Entries from a point annotation set:
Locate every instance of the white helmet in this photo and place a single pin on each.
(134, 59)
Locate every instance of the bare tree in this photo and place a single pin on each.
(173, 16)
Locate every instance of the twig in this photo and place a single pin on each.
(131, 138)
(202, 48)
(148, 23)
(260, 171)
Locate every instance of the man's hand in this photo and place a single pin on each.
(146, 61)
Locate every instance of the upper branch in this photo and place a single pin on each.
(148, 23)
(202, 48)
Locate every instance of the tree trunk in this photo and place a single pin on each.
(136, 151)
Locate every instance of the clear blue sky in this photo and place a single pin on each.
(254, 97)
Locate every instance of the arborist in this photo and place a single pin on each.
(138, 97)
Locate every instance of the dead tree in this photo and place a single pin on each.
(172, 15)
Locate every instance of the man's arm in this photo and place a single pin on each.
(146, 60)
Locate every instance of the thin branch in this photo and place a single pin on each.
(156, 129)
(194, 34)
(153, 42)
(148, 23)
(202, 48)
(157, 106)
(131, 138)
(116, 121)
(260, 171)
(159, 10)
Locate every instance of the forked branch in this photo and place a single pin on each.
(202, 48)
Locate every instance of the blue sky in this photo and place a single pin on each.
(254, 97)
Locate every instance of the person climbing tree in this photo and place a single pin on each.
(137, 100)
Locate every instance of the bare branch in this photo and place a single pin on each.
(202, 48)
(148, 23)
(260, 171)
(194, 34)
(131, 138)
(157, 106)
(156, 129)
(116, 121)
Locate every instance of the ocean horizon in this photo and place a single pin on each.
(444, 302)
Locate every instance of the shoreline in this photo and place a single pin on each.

DESCRIPTION OF THE TASK: Restate every record exactly, leaving nothing out.

EXERCISE RESULT:
Locate every instance of the white helmet in this photo and place a single pin on each.
(134, 59)
Locate every instance of the bare tree in this photo and place a single pin on each.
(173, 16)
Locate every instance of the twig in this photo and place a single pin on each.
(131, 138)
(202, 48)
(148, 23)
(260, 171)
Locate every instance of the man's hand in this photo and place a single pin on each.
(146, 61)
Locate every instance of the upper branch in this photo and place a single pin on each.
(148, 23)
(202, 48)
Locate every instance of the tree trunk in this photo and place a single pin on each.
(136, 151)
Locate every instance of the clear blue sky in this photo and place a single pin on each.
(254, 97)
Locate every instance of the arborist in this photo and place a single pin on each.
(138, 97)
Locate every instance of the dead tree in this photo and place a single pin on each.
(172, 15)
Locate every instance of the man's arm in this photo and place a single pin on each.
(146, 60)
Locate every instance of the thin branch in this photo and place a single pin on each.
(156, 129)
(194, 34)
(153, 42)
(148, 23)
(202, 48)
(157, 106)
(131, 138)
(116, 121)
(260, 171)
(159, 10)
Locate every instance of the forked branch in this photo and place a single pin on each.
(202, 48)
Locate every instance of the blue sky in this photo and place a single pin on each.
(254, 97)
Locate every instance of the person climbing tree in this photo and place a single pin on each.
(137, 100)
Locate every instance of the bare branch in this photo and place a single pin on each.
(202, 48)
(148, 23)
(260, 171)
(194, 34)
(131, 138)
(157, 106)
(156, 129)
(116, 121)
Locate every instance of the ocean horizon in this photo and place a single pin on each.
(444, 302)
Locate every instance of the shoreline in this photo and place a single pin on each.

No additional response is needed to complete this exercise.